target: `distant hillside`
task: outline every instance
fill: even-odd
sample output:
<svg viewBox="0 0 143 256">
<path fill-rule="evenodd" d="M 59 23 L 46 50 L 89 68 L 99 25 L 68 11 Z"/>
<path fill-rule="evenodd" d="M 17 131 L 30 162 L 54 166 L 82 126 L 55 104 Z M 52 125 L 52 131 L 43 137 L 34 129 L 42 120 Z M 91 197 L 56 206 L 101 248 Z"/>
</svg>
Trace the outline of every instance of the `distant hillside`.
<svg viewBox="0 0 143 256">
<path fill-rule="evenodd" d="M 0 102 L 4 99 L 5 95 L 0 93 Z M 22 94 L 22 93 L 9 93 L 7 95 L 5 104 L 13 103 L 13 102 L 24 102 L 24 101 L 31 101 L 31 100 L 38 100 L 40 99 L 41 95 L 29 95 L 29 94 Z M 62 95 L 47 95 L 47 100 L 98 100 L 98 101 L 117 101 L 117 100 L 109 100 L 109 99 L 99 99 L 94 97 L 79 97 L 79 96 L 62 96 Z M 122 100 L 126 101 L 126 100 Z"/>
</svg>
※ ※ ※
Required work:
Print all of the records above again, line for line, without changing anything.

Written solution:
target: `distant hillside`
task: outline every instance
fill: even-odd
sample output:
<svg viewBox="0 0 143 256">
<path fill-rule="evenodd" d="M 59 23 L 46 50 L 89 68 L 99 25 L 68 11 Z"/>
<path fill-rule="evenodd" d="M 17 131 L 30 162 L 54 166 L 82 126 L 55 104 Z M 52 125 L 52 131 L 43 137 L 34 129 L 42 120 Z M 91 197 L 56 206 L 101 248 Z"/>
</svg>
Trace the outline of every instance of the `distant hillside`.
<svg viewBox="0 0 143 256">
<path fill-rule="evenodd" d="M 0 102 L 4 99 L 5 95 L 0 93 Z M 22 94 L 22 93 L 9 93 L 7 95 L 5 104 L 13 103 L 13 102 L 24 102 L 24 101 L 31 101 L 31 100 L 38 100 L 40 99 L 41 95 L 29 95 L 29 94 Z M 62 95 L 47 95 L 47 100 L 98 100 L 98 101 L 117 101 L 117 100 L 109 100 L 109 99 L 99 99 L 94 97 L 79 97 L 79 96 L 62 96 Z M 122 100 L 126 101 L 126 100 Z"/>
</svg>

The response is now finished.